Start of Passage provided
I am deeply saddened by the passing of the committed scholar-activist Derrick Bell on October 5, 2011 at the age of 80.
Professor Bell was never my teacher in a formal sense. He nevertheless had a profound influence on me. I remain his grateful mentee.
I met Professor Bell in the late 1990s when I was a doctoral student at New York University. He was a towering figure on campus; yet he was eminently approachable.
I don’t recall the exact fortuitous moment at which I met Professor Bell. But I will never forget the many kindnesses he showed me over many years.
Whenever and wherever I encountered Professor Bell on campus, he would take a moment to ask how my research was developing and offer a nugget of advice or support. He enthusiastically encouraged me to pursue my then nascent interests in the Black Panther Party and on science fiction and technology in black culture. The latter project owed an immeasurable debt to the speculative turn he took in “Space Traders,” a chapter of his widely-read book Faces at the Bottom of the Well: The Permanence of Racism.
End of Passage provided
#### Job a
Answer from the tribute:
(i) On what date did Derrick Bell pass away?
(ii) At which university was the writer a doctoral student when meeting Professor Bell?
(iii) Which chapter of Faces at the Bottom of the Well is named as the source of a speculative turn?
The listing that follows is unrelated to the tribute.
Start of Data listing
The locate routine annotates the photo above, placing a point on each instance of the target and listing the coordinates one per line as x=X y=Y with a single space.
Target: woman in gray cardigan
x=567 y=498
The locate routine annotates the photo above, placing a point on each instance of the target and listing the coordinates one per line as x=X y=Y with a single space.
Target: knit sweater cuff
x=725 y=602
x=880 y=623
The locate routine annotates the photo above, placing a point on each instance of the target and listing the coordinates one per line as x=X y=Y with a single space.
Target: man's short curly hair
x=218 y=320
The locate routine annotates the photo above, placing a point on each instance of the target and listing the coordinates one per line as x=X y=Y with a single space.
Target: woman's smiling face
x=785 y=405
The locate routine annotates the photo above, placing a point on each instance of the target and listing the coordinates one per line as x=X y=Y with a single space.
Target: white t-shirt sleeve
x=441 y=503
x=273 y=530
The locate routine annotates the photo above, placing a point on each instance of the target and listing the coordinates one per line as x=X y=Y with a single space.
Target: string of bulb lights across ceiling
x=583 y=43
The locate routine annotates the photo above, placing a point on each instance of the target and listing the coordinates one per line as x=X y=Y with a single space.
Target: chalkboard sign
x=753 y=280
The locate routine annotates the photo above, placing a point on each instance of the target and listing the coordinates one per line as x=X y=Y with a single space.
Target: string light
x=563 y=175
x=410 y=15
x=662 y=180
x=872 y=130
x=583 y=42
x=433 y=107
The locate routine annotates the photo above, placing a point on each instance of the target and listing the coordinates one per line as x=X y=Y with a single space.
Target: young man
End of Data listing
#### Job b
Turn the listing, from its start through the line holding "x=785 y=405" inclusive, into a Markdown table with the columns Row and Line. Number the rows and leave out blank lines.

#### Complete response a
(i) October 5, 2011
(ii) New York University
(iii) "Space Traders"

#### Complete response b
| Row | Line |
|---|---|
| 1 | The locate routine annotates the photo above, placing a point on each instance of the target and listing the coordinates one per line as x=X y=Y with a single space. |
| 2 | Target: woman in gray cardigan |
| 3 | x=567 y=498 |
| 4 | The locate routine annotates the photo above, placing a point on each instance of the target and listing the coordinates one per line as x=X y=Y with a single space. |
| 5 | Target: knit sweater cuff |
| 6 | x=725 y=602 |
| 7 | x=880 y=623 |
| 8 | The locate routine annotates the photo above, placing a point on each instance of the target and listing the coordinates one per line as x=X y=Y with a single space. |
| 9 | Target: man's short curly hair |
| 10 | x=218 y=320 |
| 11 | The locate routine annotates the photo above, placing a point on each instance of the target and listing the coordinates one per line as x=X y=Y with a single space. |
| 12 | Target: woman's smiling face |
| 13 | x=785 y=405 |